Photo story: Confronting the Climate Change Crises in West Africa through Critical Journalism

In October 2022, the Media Foundation for West Africa started a Fellowship programme on climate change.

Ten (10) journalists selected from 10 West African Countries – Guinea, Mali, Niger, Togo, Benin, Cote D’lvoire, Burkina Faso, Senegal, Ghana and Nigeria – converged in Accra to participate in a 3- month in-person residential fellowship after 2 months of virtual engagements.

The fellowship included intensive practical training workshops on climate change, its challenges and impact, and key trending issues and how to report them. The training workshops also covered data journalism, fact-checking, story development, writing and research for investigative reporting, as well as the equipping of fellows with skills and techniques in how to use access to information laws to gather important datasets for reports.

Fellows also visited key institutions directly involved in climate issues for first-hand learning experience.

As part of activities to certify the maiden cohort of the CCJ Fellows which successfully went through the five-month intensive training, a forum was held on the theme, Confronting the Climate Change Crises in West Africa through Critical Journalism.

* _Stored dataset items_
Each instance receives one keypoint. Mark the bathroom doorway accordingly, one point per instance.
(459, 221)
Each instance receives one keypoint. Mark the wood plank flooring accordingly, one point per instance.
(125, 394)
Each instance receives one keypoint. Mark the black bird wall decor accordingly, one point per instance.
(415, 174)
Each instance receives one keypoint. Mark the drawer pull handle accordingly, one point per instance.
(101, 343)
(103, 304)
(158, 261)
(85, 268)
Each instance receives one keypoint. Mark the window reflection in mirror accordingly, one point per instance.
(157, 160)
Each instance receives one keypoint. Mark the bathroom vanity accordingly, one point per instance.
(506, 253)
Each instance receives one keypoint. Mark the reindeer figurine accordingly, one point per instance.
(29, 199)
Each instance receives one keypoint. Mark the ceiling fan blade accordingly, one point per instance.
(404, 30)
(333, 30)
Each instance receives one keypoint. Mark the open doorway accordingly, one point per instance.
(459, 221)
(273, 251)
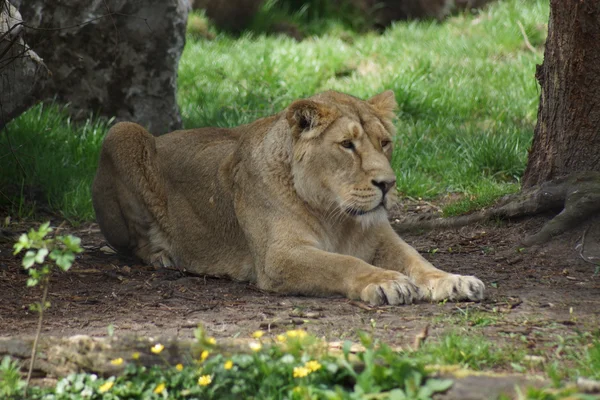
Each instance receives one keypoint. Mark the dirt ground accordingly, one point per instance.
(532, 294)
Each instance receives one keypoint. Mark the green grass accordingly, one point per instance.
(466, 90)
(300, 367)
(52, 163)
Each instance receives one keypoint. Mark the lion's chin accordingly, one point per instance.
(369, 218)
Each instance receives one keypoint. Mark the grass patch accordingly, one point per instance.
(295, 365)
(53, 164)
(473, 352)
(466, 89)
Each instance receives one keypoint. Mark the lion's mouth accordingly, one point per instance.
(354, 212)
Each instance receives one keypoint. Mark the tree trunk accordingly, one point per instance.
(567, 135)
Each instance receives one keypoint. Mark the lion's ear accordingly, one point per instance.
(385, 103)
(309, 118)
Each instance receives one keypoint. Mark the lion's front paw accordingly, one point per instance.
(456, 287)
(393, 289)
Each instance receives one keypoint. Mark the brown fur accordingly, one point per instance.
(294, 202)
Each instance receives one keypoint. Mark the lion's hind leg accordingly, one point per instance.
(129, 196)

* _WHAT YOU WILL DO_
[A] According to the climate journalism fellowship text, in which city did the ten journalists gather for the residential fellowship?
[B] Resume the climate journalism fellowship text from the point where it ends.
The records have no connection to the text about the climate change fellowship.

* _RESPONSES_
[A] Accra

[B]
The forum brought together key stakeholders from government, the diplomatic corps, academia, leading media institutions, as well as journalists, human rights and climate change activists, and other civil society actors.

The forum had a mix of presentations, panel discussions, experience sharing and the award of certificates.

 Below are photos from the forum.

Cohorts of the maiden Climate Change Journalism Fellowship

The event commenced with remarks by the Media Foundation for West Africa, the Funder (DW Akademie) and the Chairperson.

Director of Research& Advocacy at the MFWA, Dr. Kojo Impraim

Head of Investigative Journalism, DW Akademie, Ama Kodjo

Mr. John Allotey, CEO Forestry Commission & Chairperson of the Forum

A panel discussion moderated by Seth Bokpe of the Fourth Estate followed the remarks.  The resource persons offered insightful ideas, drawing on their experiences in dealing with issues that pose a challenge to the climate.

The discussions bothered on how daily human activities contribute to the change in the climate, how dependence on renewable energy can help reverse climate change, how state agencies like the forestry commission have incorporated climate change into their activities, the state of media reportage on climate change in Ghana, how the scientific community can work with journalists to put out what is important, and what the carbon market is and how the media should frame climate change issues.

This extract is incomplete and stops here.